*** Opening Input records ***

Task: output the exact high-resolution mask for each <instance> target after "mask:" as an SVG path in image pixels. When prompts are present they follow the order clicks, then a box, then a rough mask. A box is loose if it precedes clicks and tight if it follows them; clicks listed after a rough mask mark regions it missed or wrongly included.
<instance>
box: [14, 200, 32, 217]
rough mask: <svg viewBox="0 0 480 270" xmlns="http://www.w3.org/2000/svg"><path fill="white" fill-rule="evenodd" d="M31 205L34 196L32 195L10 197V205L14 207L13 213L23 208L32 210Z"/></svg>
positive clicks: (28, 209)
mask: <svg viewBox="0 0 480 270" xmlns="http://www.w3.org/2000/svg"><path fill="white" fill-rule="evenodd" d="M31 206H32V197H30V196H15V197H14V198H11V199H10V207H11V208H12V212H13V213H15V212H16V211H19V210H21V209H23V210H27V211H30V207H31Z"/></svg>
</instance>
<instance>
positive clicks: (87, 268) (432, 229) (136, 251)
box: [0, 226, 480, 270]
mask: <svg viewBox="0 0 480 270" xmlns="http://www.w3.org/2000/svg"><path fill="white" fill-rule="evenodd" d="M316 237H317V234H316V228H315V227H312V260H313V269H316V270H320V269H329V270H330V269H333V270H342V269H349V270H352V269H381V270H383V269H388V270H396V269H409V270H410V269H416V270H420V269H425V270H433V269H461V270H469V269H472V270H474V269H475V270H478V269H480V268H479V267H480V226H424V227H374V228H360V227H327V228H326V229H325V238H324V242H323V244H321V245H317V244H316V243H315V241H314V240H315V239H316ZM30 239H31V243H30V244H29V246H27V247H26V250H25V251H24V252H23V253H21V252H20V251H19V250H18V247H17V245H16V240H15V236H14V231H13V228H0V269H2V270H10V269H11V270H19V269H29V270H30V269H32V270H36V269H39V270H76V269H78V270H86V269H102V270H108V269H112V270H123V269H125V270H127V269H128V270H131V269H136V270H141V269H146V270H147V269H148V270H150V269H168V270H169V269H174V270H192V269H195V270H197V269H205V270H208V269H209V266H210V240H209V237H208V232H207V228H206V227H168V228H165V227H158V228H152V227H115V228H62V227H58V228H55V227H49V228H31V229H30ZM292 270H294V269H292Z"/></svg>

*** Closing Input records ***

* _Exercise objective_: Convert every line of the entries above into a Markdown table with the columns Row and Line, numbering each line and leaving out blank ones.

* _Answer box_:
| Row | Line |
|---|---|
| 1 | Task: output the exact high-resolution mask for each <instance> target after "mask:" as an SVG path in image pixels. When prompts are present they follow the order clicks, then a box, then a rough mask. A box is loose if it precedes clicks and tight if it follows them; clicks listed after a rough mask mark regions it missed or wrongly included. |
| 2 | <instance> |
| 3 | box: [14, 200, 32, 217] |
| 4 | rough mask: <svg viewBox="0 0 480 270" xmlns="http://www.w3.org/2000/svg"><path fill="white" fill-rule="evenodd" d="M31 205L34 196L32 195L10 197V205L14 207L13 213L23 208L32 210Z"/></svg> |
| 5 | positive clicks: (28, 209) |
| 6 | mask: <svg viewBox="0 0 480 270" xmlns="http://www.w3.org/2000/svg"><path fill="white" fill-rule="evenodd" d="M31 206H32V197H30V196H15V197H14V198H11V199H10V207H11V208H12V212H13V213H15V212H16V211H19V210H21V209H23V210H27V211H30V207H31Z"/></svg> |
| 7 | </instance> |
| 8 | <instance> |
| 9 | positive clicks: (87, 268) (432, 229) (136, 251) |
| 10 | box: [0, 226, 480, 270] |
| 11 | mask: <svg viewBox="0 0 480 270" xmlns="http://www.w3.org/2000/svg"><path fill="white" fill-rule="evenodd" d="M316 237H317V234H316V228H315V227H312V260H313V269H316V270H320V269H329V270H330V269H333V270H342V269H349V270H352V269H381V270H383V269H388V270H396V269H409V270H410V269H416V270H420V269H425V270H433V269H461V270H469V269H472V270H474V269H475V270H478V269H480V268H479V267H480V226H424V227H374V228H360V227H327V228H326V229H325V238H324V242H323V244H321V245H317V244H316V243H315V241H314V240H315V239H316ZM30 239H31V243H30V244H29V246H27V247H26V250H25V251H24V252H23V253H21V252H20V251H19V250H18V247H17V245H16V240H15V236H14V231H13V228H0V269H2V270H10V269H11V270H19V269H29V270H30V269H32V270H36V269H39V270H76V269H78V270H86V269H102V270H108V269H112V270H123V269H125V270H127V269H128V270H131V269H136V270H141V269H146V270H147V269H148V270H150V269H168V270H169V269H174V270H192V269H195V270H197V269H205V270H208V269H209V266H210V240H209V237H208V232H207V228H206V227H168V228H165V227H158V228H152V227H115V228H62V227H58V228H55V227H49V228H31V229H30ZM292 270H294V269H292Z"/></svg> |